> Exercise description:
Format the stretch of lines from the one containing "of the green" through the last line as a JSON list of strings, with one string per line and blank lines left out.

◇ ◇ ◇ ◇ ◇

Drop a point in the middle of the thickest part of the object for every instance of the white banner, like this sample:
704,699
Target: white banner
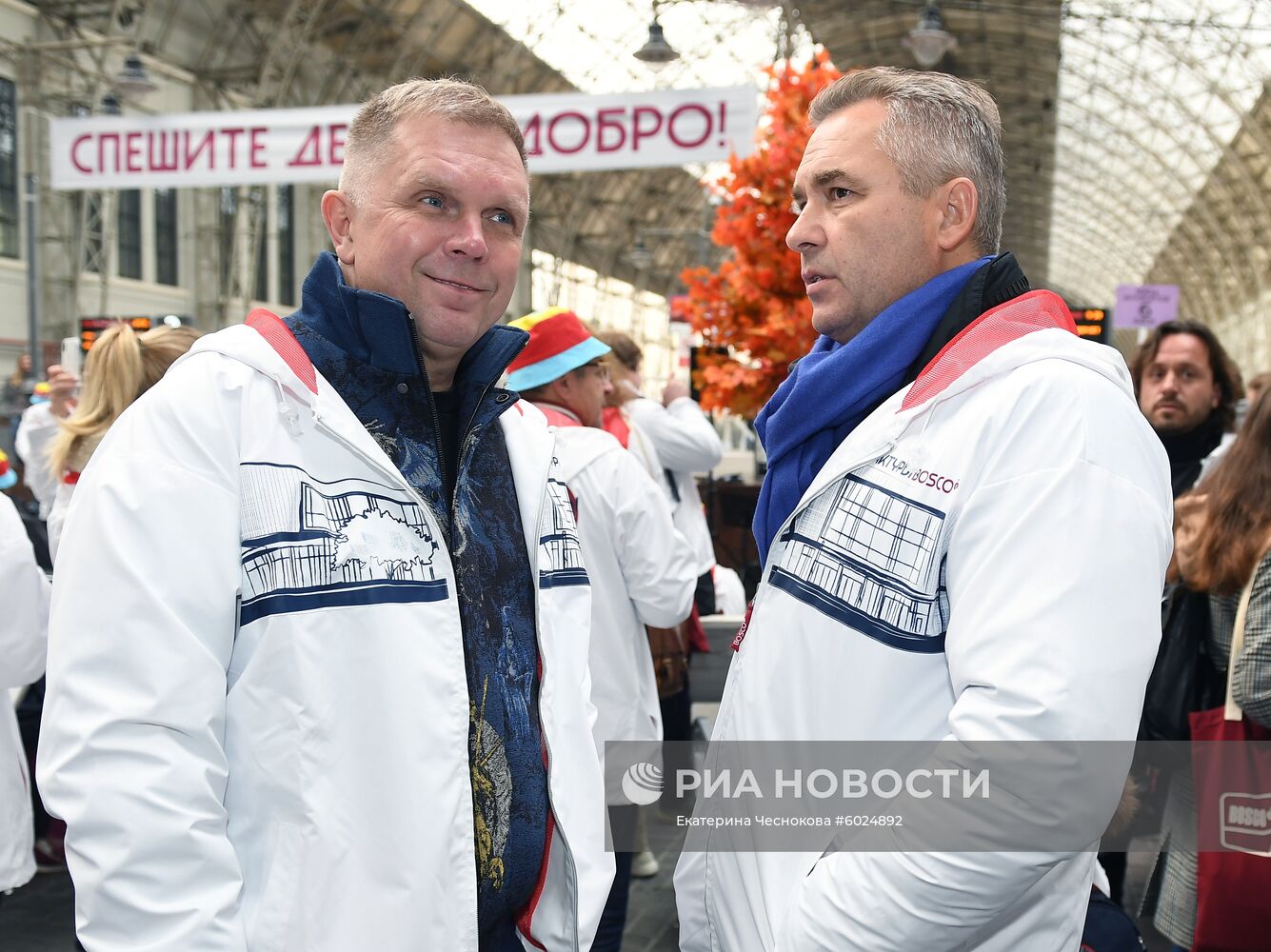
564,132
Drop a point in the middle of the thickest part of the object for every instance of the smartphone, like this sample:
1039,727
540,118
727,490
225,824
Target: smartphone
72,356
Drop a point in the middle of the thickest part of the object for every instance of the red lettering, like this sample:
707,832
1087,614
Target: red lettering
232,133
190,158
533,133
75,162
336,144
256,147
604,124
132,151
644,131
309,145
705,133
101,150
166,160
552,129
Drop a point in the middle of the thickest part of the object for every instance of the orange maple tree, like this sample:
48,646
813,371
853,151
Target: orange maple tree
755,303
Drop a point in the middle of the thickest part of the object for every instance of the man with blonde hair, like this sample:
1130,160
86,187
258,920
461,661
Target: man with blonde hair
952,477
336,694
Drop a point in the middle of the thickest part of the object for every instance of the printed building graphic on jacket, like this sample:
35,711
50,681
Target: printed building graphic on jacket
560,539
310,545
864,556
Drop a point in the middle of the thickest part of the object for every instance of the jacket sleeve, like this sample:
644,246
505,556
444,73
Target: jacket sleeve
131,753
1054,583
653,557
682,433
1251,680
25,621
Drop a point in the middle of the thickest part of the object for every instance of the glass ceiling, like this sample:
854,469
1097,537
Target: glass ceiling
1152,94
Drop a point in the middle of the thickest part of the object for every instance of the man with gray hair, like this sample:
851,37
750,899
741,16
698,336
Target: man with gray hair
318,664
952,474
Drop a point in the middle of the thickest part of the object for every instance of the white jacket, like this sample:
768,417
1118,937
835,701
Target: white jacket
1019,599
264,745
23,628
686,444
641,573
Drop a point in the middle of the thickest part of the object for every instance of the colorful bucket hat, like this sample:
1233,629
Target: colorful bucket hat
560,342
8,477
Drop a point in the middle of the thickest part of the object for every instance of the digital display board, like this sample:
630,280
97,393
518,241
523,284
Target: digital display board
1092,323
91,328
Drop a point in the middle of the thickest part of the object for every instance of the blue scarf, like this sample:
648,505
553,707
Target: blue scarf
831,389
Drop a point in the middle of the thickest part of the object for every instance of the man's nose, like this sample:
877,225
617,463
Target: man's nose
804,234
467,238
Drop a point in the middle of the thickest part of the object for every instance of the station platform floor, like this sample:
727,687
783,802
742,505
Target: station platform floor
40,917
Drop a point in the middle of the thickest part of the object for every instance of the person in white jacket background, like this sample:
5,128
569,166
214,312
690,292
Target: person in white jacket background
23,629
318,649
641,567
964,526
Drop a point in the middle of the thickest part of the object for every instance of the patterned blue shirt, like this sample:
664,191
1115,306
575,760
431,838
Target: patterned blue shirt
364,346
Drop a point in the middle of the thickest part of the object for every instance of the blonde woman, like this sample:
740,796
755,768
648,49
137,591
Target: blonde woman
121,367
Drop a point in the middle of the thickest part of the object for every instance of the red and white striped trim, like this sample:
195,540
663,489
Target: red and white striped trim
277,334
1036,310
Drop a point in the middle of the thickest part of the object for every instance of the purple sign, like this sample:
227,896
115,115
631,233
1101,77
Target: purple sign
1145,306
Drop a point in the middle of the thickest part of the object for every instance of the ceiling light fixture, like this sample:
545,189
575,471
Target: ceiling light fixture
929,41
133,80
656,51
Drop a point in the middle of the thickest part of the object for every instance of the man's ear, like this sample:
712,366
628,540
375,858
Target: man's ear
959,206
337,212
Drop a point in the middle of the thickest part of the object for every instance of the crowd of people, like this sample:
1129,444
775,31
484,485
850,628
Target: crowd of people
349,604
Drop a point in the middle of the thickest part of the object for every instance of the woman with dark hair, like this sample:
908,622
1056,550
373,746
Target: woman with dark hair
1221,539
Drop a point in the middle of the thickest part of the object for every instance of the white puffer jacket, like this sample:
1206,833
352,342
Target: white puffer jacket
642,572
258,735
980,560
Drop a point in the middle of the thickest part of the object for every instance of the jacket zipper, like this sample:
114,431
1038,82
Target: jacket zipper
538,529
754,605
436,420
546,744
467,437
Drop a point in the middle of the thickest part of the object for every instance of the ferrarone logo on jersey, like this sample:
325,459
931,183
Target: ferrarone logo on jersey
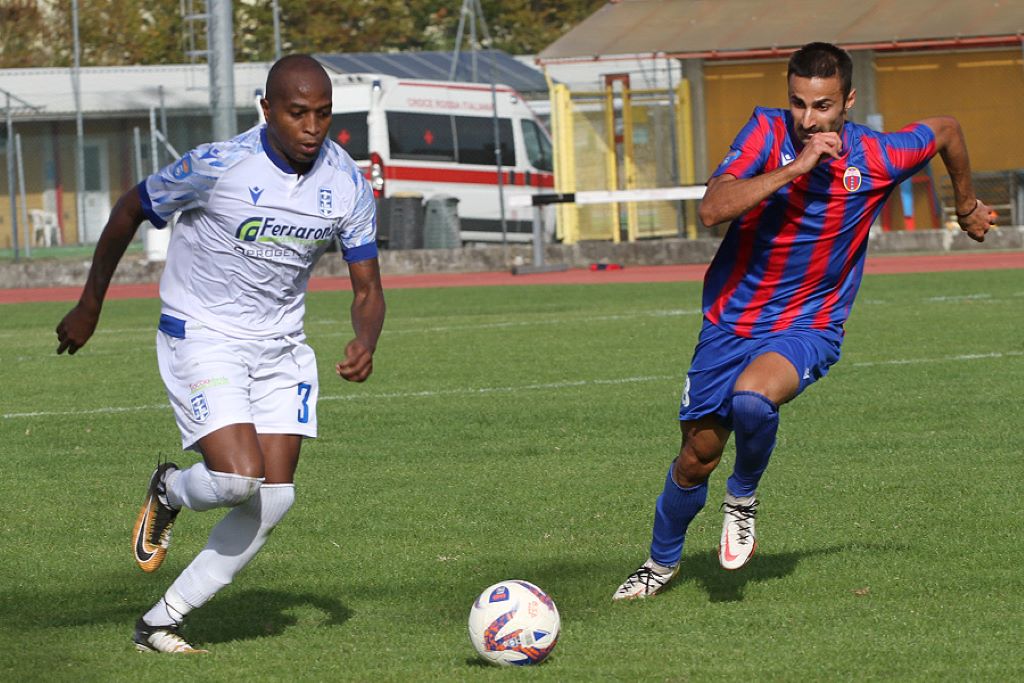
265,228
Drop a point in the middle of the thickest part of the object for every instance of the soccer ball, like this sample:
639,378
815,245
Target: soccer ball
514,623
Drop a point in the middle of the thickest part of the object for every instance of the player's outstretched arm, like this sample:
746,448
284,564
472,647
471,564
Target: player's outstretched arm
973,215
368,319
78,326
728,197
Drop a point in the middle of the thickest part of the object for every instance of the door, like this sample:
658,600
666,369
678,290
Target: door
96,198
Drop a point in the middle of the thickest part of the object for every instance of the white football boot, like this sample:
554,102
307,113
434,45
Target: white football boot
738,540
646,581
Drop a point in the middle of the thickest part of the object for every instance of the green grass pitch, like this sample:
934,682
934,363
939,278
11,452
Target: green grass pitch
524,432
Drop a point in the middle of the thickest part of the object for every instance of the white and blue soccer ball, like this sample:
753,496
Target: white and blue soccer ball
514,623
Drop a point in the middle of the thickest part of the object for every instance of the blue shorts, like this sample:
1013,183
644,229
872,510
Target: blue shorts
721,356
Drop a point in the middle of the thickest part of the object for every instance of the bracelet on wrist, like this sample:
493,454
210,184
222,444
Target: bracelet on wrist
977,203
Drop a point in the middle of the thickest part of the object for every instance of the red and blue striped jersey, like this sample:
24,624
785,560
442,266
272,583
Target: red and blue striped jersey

◇ ◇ ◇ ◇ ◇

> Written reply:
[
  "Drop a point in the middle of the thickest part of the object for every instance of the green grass pitch, like this sample:",
  "934,682",
  "934,363",
  "939,278",
  "11,452",
  "Target: green grass pitch",
  "524,432",
  "Drop a point in the middle of the thickest part of the object for every instance of the white and blue soccer ball, like this sample:",
  "753,496",
  "Target: white and blue soccer ball",
  "514,623",
  "Drop a point in the middle of the thickest part of the object for every instance of the blue shorts, like this sample:",
  "1013,183",
  "644,229",
  "872,510",
  "Target: blue shorts",
  "721,356",
  "Drop a point in the middle of the thickest part of the object for every instance of the bracelet on wrist, like this sample:",
  "493,454",
  "210,184",
  "222,444",
  "Target: bracelet on wrist",
  "977,203",
  "Drop a point in the middle of the thickest part of the object for every instance of the red and blue striped jersey, like this sample:",
  "24,624",
  "785,560",
  "442,266",
  "272,583",
  "Target: red and blue striped jersey"
]